Your goal »
Whenever the string "central" turns up in a line below, that line should be copied.
--- Data to use ---
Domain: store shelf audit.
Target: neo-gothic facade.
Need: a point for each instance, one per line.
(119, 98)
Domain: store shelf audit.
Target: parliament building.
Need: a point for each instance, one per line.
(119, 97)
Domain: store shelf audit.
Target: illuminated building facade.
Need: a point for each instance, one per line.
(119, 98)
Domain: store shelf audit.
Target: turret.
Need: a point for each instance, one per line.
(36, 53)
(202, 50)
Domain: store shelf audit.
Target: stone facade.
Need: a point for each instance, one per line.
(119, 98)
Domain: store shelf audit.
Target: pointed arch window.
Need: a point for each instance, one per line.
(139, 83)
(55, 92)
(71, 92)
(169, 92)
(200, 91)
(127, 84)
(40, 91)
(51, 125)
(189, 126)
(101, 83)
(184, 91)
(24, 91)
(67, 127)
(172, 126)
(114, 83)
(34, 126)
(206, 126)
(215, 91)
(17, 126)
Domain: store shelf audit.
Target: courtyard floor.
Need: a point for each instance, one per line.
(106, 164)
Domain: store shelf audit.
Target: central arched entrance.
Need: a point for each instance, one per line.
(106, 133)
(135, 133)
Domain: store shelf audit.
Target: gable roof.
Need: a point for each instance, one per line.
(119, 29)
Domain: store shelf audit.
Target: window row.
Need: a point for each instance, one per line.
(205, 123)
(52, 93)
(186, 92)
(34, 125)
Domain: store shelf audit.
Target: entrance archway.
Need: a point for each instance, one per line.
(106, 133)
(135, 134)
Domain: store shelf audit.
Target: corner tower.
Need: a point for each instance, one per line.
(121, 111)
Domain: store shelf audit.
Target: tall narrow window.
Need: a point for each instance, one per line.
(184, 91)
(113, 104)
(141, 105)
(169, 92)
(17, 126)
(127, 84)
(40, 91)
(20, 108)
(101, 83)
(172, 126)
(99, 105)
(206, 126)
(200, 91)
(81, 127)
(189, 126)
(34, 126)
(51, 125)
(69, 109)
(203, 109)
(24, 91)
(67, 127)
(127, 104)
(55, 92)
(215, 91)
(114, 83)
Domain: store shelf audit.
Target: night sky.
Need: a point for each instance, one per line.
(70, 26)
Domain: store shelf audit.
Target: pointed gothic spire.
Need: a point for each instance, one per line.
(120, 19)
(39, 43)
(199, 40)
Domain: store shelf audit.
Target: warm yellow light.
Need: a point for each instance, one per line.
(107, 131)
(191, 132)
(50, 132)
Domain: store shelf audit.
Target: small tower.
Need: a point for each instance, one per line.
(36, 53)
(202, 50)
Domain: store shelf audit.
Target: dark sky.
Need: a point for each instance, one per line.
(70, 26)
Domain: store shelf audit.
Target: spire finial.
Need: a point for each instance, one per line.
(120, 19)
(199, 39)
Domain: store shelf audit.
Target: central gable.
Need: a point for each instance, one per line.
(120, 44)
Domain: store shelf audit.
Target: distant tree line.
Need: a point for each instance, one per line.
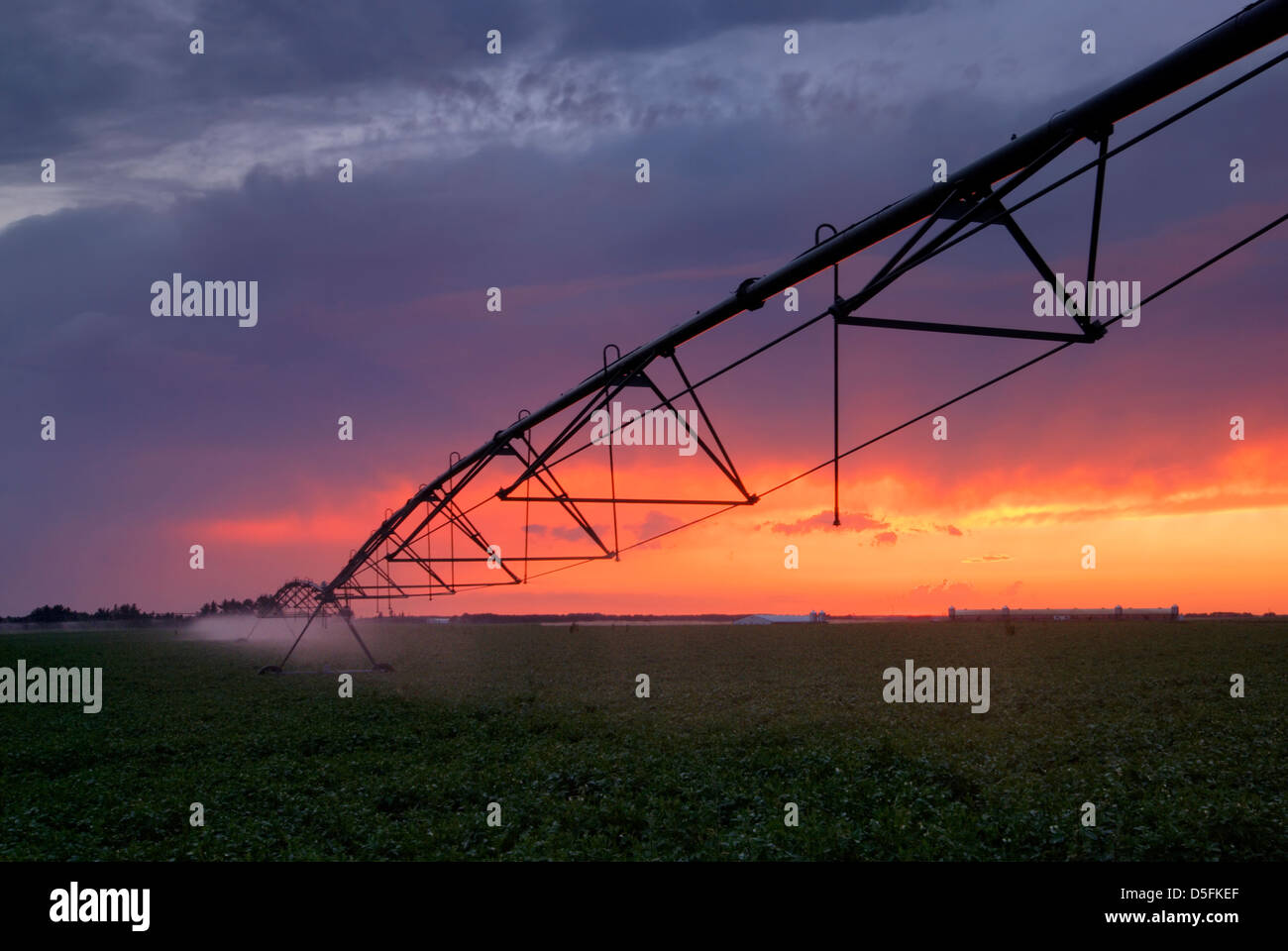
---
Response to this task »
Target: central arched entrance.
Target: central gable.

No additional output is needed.